Given request :: Copy each of the rows below word for word, leaving out the pictures.

Provided data ::
━━━━
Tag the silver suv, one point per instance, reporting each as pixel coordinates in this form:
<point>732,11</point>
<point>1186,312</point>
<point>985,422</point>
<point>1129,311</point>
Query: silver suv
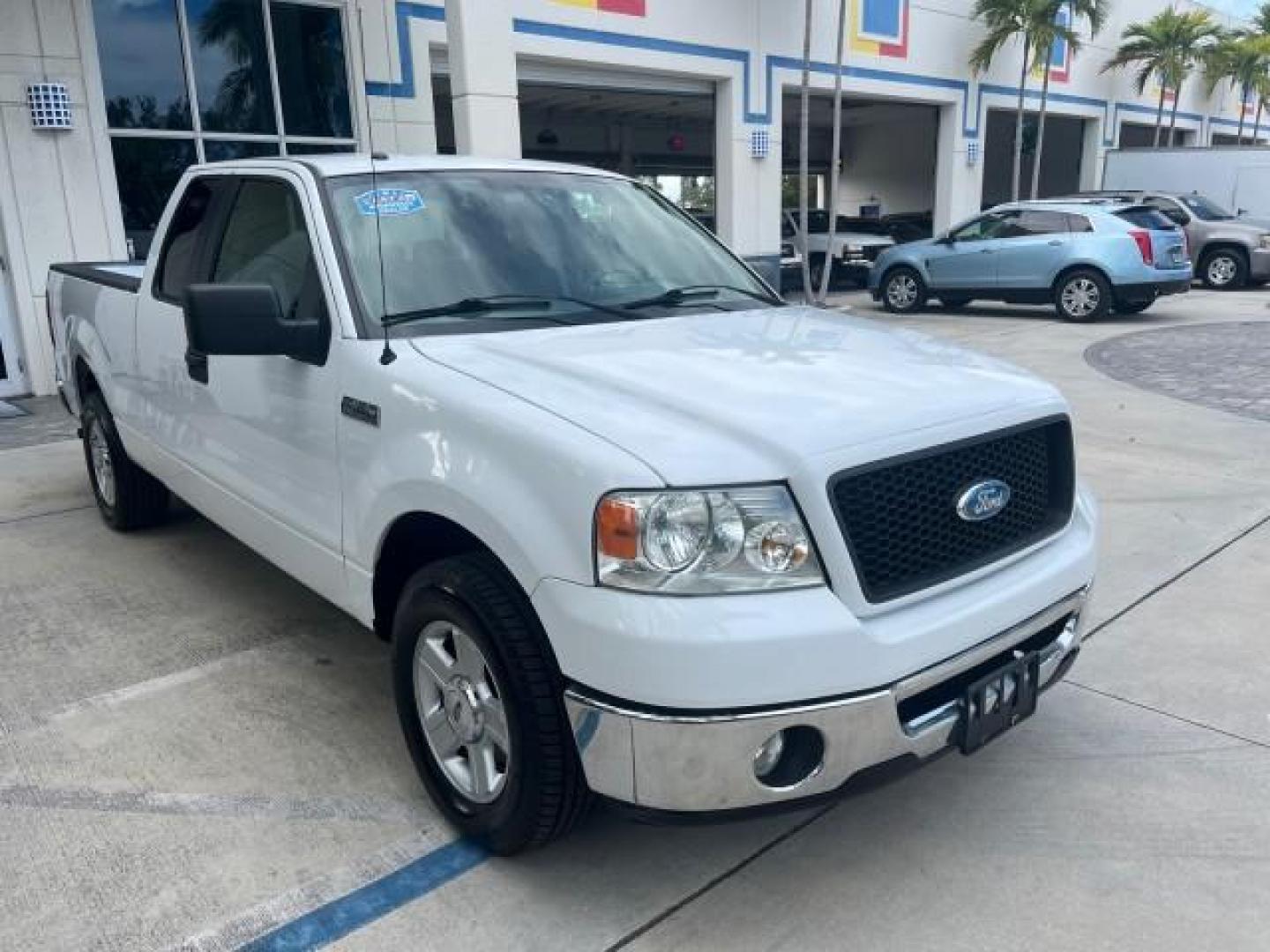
<point>1229,250</point>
━━━━
Response to this exercise ::
Tag the silver suv, one point per instance, reporting each as pixel coordinates in this form:
<point>732,11</point>
<point>1186,312</point>
<point>985,422</point>
<point>1129,311</point>
Query: silver suv
<point>1229,250</point>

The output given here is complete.